## [Problems to solve]
**1.** Write out the article on spill workers and benzene exposure word for word, everything from "Benzene is a" down to "wheezing and asthma.".
**2.** In the article on spill workers and benzene exposure, how long can the latency period of benzene be?

## [Selected passage]

────────────────

Dallas Law Firm Cautions Spill Workers about Benzene Exposure
While Gulf of Mexico coast fishermen and others have lost their livelihoods due to the spill, some who have been hired to clean up the oil washing up on beaches and marshes risk toxic exposure.
"Workers helping with the cleanup will likely be exposed to benzene through crude oil,” said Allen Vaught, an attorney with Dallas law firm Baron & Budd, P.C. “Benzene exposure can cause certain cancers like leukemia and lymphoma, and children are especially susceptible. Cleanup workers need to be monitored or warned about the hazards of benzene exposure. The latency period of benzene can be anywhere from 2 to 50 years. That's a serious health impact that can last for half a century.”
Vaught has experience dealing with benzene exposure cases due to his work as an environmental attorney for the past decade.
Benzene is a known byproduct of crude oil, both on land and underwater. The biggest concern in this case is the food supply and the workers directly exposed to crude. Fish are highly susceptible to benzene due to bioaccumulation ─ it permeates their tissue in the water. Crude oil has been known to irritate skin, eyes and lungs and inhaling crude oil vapors can cause other health problems such as headaches, dizziness, vomiting, diarrhea, wheezing and asthma.
Volunteers who helped clean up the Exxon Valdez oil spill 20 years ago are now feeling the long-term effects of exposure to oil. What some medical experts originally diagnosed as a case of the flu turned out to be more serious.
"This is very different than in the Exxon Valdez case when the crude was more centralized, which made the exposure easier to control,” Vaught said. “Instead, we're dealing with multiple plumes spread over a larger area that could take years to clean up.”

────────────────

## [Data segment]
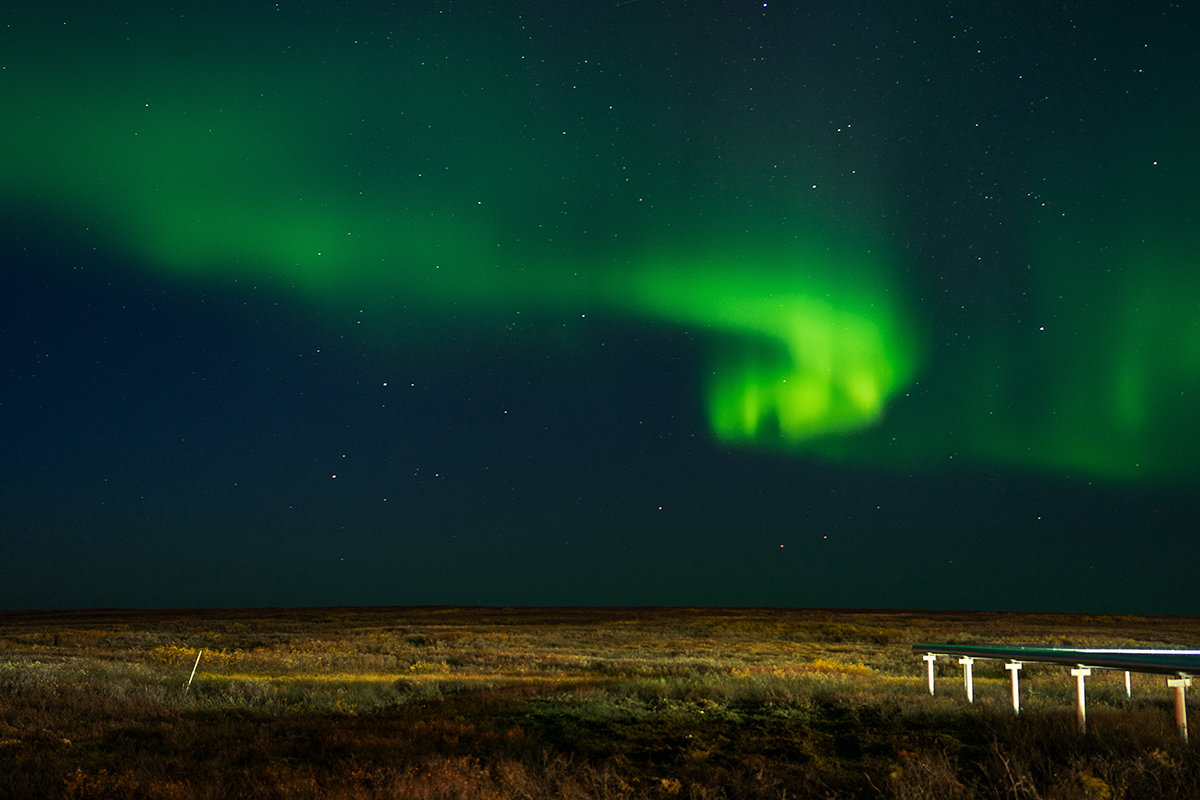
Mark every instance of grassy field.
[0,608,1200,800]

────────────────

## [Solutions by task]
**1.**
Benzene is a known byproduct of crude oil, both on land and underwater. The biggest concern in this case is the food supply and the workers directly exposed to crude. Fish are highly susceptible to benzene due to bioaccumulation ─ it permeates their tissue in the water. Crude oil has been known to irritate skin, eyes and lungs and inhaling crude oil vapors can cause other health problems such as headaches, dizziness, vomiting, diarrhea, wheezing and asthma.

**2.** Anywhere from 2 to 50 years.